# [Exercise aim]
Output every record word for word.

-*-

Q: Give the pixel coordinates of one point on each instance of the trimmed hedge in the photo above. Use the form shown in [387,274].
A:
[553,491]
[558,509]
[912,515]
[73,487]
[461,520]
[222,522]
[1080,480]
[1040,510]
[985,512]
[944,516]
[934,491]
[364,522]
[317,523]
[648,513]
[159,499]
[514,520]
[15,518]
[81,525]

-*-

# [Response below]
Q: Give the pixel coordinates of one point on each instance of the trimmed hedge in the photo above. Use the form shown in [387,274].
A:
[553,491]
[558,509]
[912,515]
[73,487]
[461,520]
[222,522]
[1080,480]
[1040,510]
[985,512]
[944,516]
[934,491]
[364,522]
[317,523]
[648,513]
[159,499]
[514,520]
[15,518]
[81,525]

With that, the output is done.